» Excerto fornecido

10.3.12

Sonhos tropicais

I
Um golfinho saltava à corda com a ponte. Esta imagem é improvável: a ponte era sobre um rio, num sítio onde já não chegava a maré.

Mas o golfinho era um trânsfuga. Vira um dia um filme chamado Stalker e tomara-se de ideias.

Usava a ponte como se fosse uma corda.

Pessoalmente quero que as pontes vão para os raios que as partam; e os golfinhos também, mas menos. Gosto mais destes do que daquelas. As pontes são uma seca. Fazem-me pensar na Madre Teresa de Calcutá, ou naqueles "missionários" que vão para África fazer pontes. Missionários entre aspas porque os verdadeiros missionários não constróiem pontes. Tratam, educam, fornicam um bocadinho, alguns, e são mortos, muitas vezes.

São mortos por causa da cobardia, da prepotência e do complexo de pequeno ditador de alguns grandes idiotas. Estou-me nas tintas para os verdadeiros missionários, excepto quando morrem.

O golfinho continua a saltar à corda com a ponte.

Ainda vai espetar-se contra um dos pilares. É bem feito.

Os missionários também é bem feito. Ninguém os manda ir para África educar e tratar e fornicar (um bocadinho).

» Informação fornecida
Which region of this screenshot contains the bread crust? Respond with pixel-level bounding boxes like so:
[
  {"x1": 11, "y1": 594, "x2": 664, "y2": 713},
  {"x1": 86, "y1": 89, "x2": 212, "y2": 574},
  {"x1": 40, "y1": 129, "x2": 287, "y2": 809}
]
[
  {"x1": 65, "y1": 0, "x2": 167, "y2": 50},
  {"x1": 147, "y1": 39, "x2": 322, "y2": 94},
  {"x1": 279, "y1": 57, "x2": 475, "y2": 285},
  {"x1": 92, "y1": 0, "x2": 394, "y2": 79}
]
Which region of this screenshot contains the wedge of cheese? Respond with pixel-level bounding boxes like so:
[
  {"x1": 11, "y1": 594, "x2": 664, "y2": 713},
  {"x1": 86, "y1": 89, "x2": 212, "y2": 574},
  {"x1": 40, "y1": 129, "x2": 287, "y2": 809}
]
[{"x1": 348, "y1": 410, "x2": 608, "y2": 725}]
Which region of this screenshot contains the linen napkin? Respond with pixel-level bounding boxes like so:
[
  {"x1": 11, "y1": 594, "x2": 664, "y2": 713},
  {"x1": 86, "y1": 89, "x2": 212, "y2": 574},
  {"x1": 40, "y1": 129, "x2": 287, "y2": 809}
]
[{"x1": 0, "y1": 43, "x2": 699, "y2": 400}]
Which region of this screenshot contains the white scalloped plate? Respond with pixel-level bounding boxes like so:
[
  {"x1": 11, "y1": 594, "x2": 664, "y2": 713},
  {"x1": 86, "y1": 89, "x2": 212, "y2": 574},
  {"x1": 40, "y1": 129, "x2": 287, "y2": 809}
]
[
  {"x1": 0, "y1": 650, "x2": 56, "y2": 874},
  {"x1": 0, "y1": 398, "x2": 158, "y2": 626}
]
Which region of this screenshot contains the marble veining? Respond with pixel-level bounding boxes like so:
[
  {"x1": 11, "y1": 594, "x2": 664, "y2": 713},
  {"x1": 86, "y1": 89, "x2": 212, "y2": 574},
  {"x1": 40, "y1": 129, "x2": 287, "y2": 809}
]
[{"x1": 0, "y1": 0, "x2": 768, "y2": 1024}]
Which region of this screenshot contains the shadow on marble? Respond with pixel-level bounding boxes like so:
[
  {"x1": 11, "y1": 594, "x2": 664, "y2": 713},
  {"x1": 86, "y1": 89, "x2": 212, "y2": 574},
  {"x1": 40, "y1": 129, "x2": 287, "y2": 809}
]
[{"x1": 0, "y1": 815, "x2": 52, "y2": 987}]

» Enunciado da tarefa
Reescreva o texto sobre o golfinho, começando em "Sonhos tropicais" e seguindo até "tomara-se de ideias.", e troque o nome "golfinho" por "boto".

» Resposta ao exercício
Sonhos tropicais

I
Um boto saltava à corda com a ponte. Esta imagem é improvável: a ponte era sobre um rio, num sítio onde já não chegava a maré.

Mas o boto era um trânsfuga. Vira um dia um filme chamado Stalker e tomara-se de ideias.